> Exercise instructions
Swap "bridge support column" for "pier" throughout the data below and leave everything else unchanged.

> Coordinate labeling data
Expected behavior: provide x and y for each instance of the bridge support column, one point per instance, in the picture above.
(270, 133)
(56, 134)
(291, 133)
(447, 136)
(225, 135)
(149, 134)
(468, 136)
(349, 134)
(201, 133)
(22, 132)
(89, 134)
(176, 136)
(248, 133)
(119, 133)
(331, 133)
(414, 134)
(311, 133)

> The output
Expected behavior: provide x and y for each instance of the pier, one point per instance, in the picture above.
(270, 133)
(56, 134)
(291, 133)
(447, 136)
(225, 135)
(149, 134)
(468, 136)
(349, 134)
(201, 133)
(22, 132)
(89, 134)
(176, 136)
(248, 133)
(119, 133)
(331, 133)
(414, 134)
(311, 133)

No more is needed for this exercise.